:: Goal of the exercise ::
Pull out every line of the data that contains the word "sunlit", and keep in mind that case counts.
....
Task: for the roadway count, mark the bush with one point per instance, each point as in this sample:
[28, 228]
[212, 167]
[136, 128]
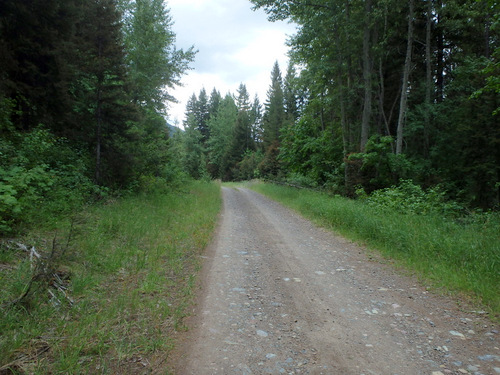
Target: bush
[408, 198]
[41, 177]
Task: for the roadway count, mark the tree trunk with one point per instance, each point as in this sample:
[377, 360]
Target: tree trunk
[404, 87]
[428, 78]
[367, 66]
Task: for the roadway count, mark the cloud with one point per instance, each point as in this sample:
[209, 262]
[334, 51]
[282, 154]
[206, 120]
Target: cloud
[236, 45]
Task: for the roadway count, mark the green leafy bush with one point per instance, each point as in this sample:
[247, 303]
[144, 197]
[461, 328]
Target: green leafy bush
[408, 198]
[41, 177]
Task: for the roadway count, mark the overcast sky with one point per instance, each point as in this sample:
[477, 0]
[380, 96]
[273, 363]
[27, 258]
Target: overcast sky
[236, 45]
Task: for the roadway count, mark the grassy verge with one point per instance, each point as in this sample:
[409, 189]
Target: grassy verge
[462, 258]
[110, 299]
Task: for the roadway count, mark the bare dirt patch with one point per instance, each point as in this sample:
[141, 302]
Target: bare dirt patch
[281, 296]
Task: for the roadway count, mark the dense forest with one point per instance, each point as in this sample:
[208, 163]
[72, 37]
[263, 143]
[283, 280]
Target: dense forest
[84, 88]
[377, 93]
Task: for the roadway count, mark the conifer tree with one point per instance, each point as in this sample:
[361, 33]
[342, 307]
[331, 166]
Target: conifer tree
[274, 114]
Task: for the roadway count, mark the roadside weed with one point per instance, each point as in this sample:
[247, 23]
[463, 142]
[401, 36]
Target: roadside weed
[129, 274]
[460, 256]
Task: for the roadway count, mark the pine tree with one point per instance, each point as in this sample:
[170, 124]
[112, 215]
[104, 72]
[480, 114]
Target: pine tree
[274, 114]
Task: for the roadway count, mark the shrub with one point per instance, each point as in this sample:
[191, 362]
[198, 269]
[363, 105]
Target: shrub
[409, 198]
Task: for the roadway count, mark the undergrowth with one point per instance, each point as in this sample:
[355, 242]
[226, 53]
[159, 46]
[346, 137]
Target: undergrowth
[461, 254]
[107, 298]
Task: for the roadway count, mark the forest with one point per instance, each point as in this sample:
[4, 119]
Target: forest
[83, 95]
[388, 108]
[377, 93]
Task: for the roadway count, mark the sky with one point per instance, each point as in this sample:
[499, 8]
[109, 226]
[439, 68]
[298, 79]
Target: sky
[235, 45]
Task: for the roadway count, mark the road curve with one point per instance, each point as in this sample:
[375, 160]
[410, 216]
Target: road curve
[281, 296]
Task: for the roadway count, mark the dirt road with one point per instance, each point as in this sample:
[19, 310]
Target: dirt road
[280, 296]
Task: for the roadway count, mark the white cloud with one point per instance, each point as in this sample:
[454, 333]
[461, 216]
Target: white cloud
[236, 45]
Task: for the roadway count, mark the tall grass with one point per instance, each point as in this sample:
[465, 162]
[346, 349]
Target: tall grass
[130, 271]
[459, 256]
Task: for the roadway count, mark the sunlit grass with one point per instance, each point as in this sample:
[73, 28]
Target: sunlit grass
[132, 264]
[463, 258]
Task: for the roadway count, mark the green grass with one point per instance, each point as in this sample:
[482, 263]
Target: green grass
[130, 271]
[457, 257]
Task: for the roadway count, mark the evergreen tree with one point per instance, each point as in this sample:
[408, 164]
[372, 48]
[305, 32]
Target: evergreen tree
[214, 103]
[274, 114]
[221, 138]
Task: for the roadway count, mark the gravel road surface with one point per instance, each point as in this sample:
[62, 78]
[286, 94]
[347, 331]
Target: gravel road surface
[281, 296]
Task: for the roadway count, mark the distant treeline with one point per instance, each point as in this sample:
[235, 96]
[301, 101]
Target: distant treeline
[377, 92]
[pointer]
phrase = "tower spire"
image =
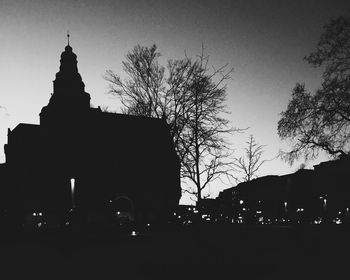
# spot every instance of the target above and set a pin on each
(68, 37)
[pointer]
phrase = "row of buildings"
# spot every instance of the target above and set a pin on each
(321, 195)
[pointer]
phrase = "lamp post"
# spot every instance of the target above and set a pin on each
(72, 186)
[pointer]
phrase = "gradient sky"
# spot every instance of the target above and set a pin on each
(264, 41)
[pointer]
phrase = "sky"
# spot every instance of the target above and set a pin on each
(264, 41)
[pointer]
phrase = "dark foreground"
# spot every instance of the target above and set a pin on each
(196, 252)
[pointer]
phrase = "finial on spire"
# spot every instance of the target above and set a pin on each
(68, 37)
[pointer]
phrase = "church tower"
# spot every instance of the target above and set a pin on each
(69, 102)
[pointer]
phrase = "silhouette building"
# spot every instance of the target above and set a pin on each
(114, 162)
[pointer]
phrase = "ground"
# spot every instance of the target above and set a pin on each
(196, 252)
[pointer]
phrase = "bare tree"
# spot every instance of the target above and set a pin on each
(190, 97)
(249, 164)
(321, 120)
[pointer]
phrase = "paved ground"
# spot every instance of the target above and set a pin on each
(206, 252)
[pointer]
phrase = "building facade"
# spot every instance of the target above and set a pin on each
(112, 161)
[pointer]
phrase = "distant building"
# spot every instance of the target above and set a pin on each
(116, 162)
(306, 196)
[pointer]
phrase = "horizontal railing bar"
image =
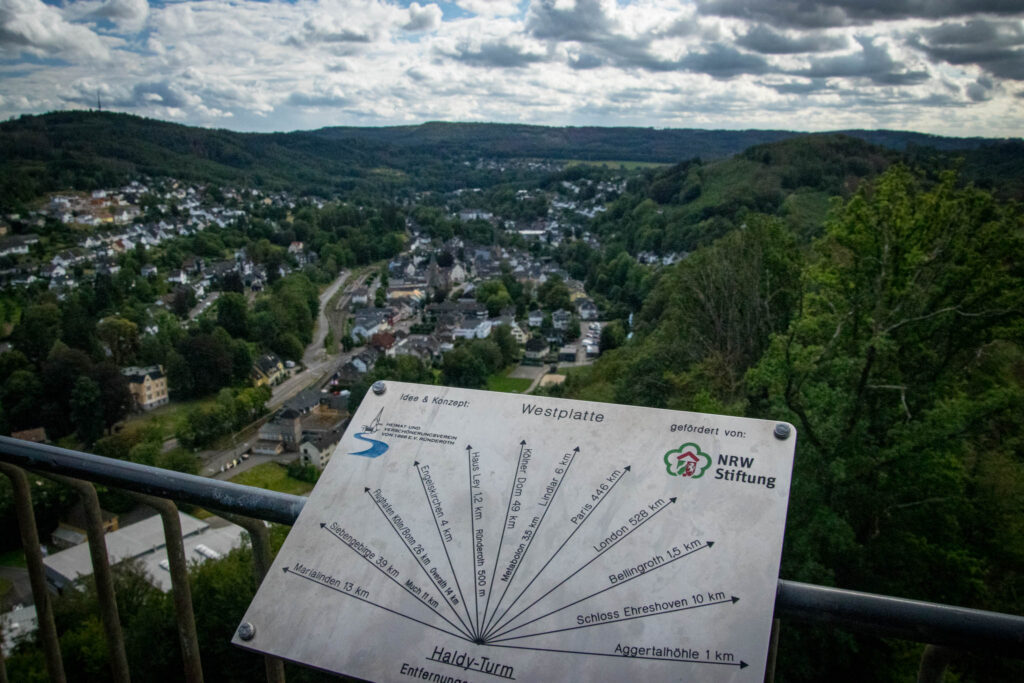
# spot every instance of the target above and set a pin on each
(960, 628)
(269, 505)
(886, 615)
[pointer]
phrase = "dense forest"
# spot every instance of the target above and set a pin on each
(865, 287)
(891, 337)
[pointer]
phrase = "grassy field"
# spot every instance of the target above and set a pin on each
(12, 558)
(274, 477)
(501, 382)
(167, 417)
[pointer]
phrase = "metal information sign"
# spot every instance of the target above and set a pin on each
(471, 536)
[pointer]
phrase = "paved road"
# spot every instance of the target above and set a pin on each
(203, 305)
(317, 366)
(315, 350)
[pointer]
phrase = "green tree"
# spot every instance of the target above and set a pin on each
(39, 329)
(899, 371)
(612, 336)
(22, 393)
(232, 314)
(494, 295)
(121, 337)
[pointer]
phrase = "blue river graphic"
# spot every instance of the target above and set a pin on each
(376, 447)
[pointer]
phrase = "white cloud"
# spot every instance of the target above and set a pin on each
(30, 26)
(128, 15)
(423, 18)
(489, 7)
(280, 65)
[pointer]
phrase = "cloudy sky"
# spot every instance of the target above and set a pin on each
(946, 67)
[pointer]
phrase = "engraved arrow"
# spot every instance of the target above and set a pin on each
(567, 539)
(732, 600)
(371, 602)
(419, 561)
(588, 597)
(508, 509)
(416, 464)
(740, 664)
(395, 581)
(586, 564)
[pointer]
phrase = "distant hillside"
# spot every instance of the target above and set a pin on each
(88, 150)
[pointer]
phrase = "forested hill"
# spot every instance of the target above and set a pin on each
(593, 143)
(88, 150)
(891, 335)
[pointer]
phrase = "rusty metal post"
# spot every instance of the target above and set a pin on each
(776, 625)
(934, 660)
(187, 637)
(37, 573)
(3, 666)
(101, 572)
(261, 564)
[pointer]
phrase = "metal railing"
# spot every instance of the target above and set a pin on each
(941, 627)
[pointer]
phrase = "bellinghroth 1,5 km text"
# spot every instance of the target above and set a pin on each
(484, 537)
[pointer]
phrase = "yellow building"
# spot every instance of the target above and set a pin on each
(147, 386)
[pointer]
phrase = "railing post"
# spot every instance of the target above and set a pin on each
(3, 665)
(179, 584)
(261, 564)
(37, 573)
(934, 660)
(104, 579)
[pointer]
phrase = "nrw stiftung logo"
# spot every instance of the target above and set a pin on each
(687, 461)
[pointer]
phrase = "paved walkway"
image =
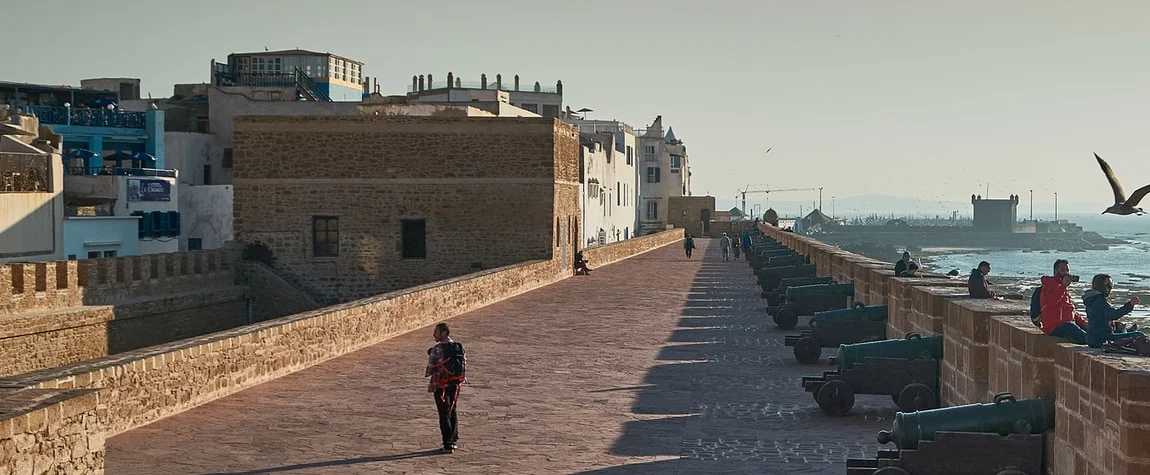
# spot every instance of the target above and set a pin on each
(654, 365)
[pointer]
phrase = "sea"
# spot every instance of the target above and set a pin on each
(1127, 263)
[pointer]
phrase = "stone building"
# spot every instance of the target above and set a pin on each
(355, 206)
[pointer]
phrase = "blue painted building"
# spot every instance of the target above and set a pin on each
(316, 76)
(114, 140)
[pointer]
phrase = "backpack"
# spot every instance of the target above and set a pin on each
(1036, 307)
(454, 362)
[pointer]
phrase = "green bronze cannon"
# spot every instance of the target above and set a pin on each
(841, 327)
(1004, 437)
(905, 369)
(811, 299)
(774, 297)
(1004, 415)
(769, 277)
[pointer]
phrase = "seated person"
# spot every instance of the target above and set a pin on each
(1058, 315)
(905, 267)
(581, 265)
(978, 285)
(1099, 314)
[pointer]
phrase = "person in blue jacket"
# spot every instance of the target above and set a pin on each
(1099, 314)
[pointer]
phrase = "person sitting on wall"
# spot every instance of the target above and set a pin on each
(581, 265)
(905, 267)
(1058, 315)
(978, 285)
(1099, 314)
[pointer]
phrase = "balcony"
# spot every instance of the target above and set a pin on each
(82, 116)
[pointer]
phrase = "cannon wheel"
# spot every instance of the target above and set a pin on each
(915, 397)
(787, 318)
(835, 398)
(807, 350)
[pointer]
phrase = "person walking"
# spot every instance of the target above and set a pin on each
(447, 370)
(725, 244)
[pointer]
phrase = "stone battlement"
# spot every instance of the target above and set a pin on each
(990, 346)
(36, 286)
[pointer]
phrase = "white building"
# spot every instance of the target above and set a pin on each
(664, 171)
(31, 199)
(607, 185)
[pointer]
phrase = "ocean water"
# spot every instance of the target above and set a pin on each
(1127, 263)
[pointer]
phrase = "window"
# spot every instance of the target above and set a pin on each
(324, 236)
(653, 174)
(415, 238)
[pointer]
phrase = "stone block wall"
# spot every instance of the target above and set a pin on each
(492, 191)
(50, 433)
(614, 252)
(51, 285)
(1102, 400)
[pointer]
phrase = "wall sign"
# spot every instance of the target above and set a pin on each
(148, 190)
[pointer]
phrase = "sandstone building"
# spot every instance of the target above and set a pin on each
(354, 206)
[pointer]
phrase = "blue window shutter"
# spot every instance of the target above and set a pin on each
(174, 223)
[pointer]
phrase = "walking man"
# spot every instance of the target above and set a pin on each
(725, 243)
(447, 369)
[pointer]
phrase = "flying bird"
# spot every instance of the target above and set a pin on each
(1122, 205)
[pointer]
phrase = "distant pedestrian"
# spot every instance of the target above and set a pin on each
(725, 243)
(447, 369)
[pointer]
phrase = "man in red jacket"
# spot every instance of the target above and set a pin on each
(1059, 318)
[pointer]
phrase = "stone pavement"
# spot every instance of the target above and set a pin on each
(654, 365)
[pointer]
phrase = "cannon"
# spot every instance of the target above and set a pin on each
(1004, 437)
(811, 299)
(774, 297)
(769, 277)
(906, 369)
(842, 327)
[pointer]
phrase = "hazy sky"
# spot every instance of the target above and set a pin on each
(928, 99)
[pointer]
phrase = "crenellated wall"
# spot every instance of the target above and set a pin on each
(990, 346)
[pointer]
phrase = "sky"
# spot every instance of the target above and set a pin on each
(932, 100)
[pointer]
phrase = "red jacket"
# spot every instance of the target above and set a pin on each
(1057, 307)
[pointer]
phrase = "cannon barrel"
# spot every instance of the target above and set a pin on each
(771, 276)
(912, 346)
(874, 313)
(796, 293)
(788, 260)
(1004, 416)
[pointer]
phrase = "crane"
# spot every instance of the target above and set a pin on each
(746, 189)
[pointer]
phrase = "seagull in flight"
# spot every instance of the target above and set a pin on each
(1122, 205)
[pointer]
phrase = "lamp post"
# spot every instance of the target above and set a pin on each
(1032, 205)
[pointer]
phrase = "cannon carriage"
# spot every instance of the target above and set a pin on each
(1004, 437)
(841, 327)
(906, 369)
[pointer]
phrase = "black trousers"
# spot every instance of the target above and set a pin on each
(449, 423)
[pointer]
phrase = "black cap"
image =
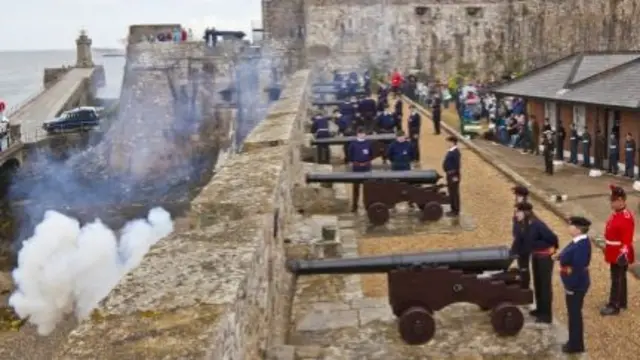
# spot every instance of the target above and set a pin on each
(617, 193)
(524, 206)
(520, 190)
(579, 221)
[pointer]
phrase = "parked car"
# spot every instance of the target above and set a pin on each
(82, 118)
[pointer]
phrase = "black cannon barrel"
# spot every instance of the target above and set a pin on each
(338, 140)
(410, 176)
(475, 260)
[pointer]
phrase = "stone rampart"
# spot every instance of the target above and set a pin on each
(217, 288)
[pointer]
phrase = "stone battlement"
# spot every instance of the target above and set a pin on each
(215, 289)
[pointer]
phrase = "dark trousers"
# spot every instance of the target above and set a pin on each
(542, 269)
(453, 188)
(323, 154)
(575, 301)
(613, 163)
(548, 163)
(436, 122)
(523, 268)
(618, 292)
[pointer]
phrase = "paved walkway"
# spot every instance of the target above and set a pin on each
(48, 104)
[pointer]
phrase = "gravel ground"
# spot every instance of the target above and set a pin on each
(487, 198)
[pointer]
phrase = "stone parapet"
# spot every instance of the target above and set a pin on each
(216, 290)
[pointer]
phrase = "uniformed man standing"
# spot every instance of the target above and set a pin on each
(345, 128)
(573, 144)
(536, 241)
(400, 153)
(574, 262)
(436, 112)
(561, 134)
(614, 153)
(451, 166)
(618, 251)
(415, 122)
(629, 156)
(360, 156)
(600, 150)
(586, 148)
(547, 152)
(320, 130)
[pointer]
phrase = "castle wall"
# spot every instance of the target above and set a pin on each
(217, 288)
(484, 38)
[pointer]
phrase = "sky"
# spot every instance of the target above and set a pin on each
(46, 24)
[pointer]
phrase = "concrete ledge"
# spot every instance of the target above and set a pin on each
(536, 193)
(217, 291)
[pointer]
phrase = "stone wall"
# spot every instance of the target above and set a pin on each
(216, 289)
(479, 38)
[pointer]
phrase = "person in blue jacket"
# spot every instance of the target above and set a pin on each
(320, 130)
(400, 153)
(345, 128)
(360, 155)
(386, 123)
(574, 262)
(534, 241)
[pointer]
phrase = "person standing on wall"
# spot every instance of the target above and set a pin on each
(574, 262)
(360, 156)
(451, 166)
(618, 250)
(414, 123)
(629, 156)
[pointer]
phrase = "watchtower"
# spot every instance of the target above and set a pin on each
(83, 51)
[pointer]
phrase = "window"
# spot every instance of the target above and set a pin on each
(579, 118)
(550, 113)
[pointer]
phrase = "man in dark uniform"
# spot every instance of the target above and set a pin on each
(536, 241)
(600, 150)
(586, 148)
(436, 112)
(614, 153)
(629, 156)
(574, 262)
(320, 130)
(451, 166)
(547, 152)
(400, 153)
(415, 122)
(360, 156)
(345, 128)
(561, 135)
(574, 139)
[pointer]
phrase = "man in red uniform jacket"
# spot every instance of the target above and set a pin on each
(396, 81)
(618, 251)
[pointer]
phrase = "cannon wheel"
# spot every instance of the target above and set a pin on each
(378, 213)
(432, 211)
(507, 319)
(416, 326)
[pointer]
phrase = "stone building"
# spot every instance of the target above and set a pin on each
(478, 38)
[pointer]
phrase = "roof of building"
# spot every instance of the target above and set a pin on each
(599, 78)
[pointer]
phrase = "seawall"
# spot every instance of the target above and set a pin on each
(217, 288)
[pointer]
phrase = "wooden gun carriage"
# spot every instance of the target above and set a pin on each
(422, 283)
(379, 142)
(382, 190)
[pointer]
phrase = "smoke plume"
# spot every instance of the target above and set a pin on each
(65, 268)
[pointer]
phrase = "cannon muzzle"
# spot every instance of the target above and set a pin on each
(429, 177)
(475, 260)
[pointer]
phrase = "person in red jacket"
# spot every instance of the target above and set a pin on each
(396, 81)
(618, 251)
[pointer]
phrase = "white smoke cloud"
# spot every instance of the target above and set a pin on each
(64, 268)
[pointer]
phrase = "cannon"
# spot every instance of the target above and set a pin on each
(379, 142)
(382, 190)
(422, 283)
....
:: Worked solution ::
Task: for the roadway count, mark the sunlit grass with one point per instance, each point as in this sample:
Target: sunlit grass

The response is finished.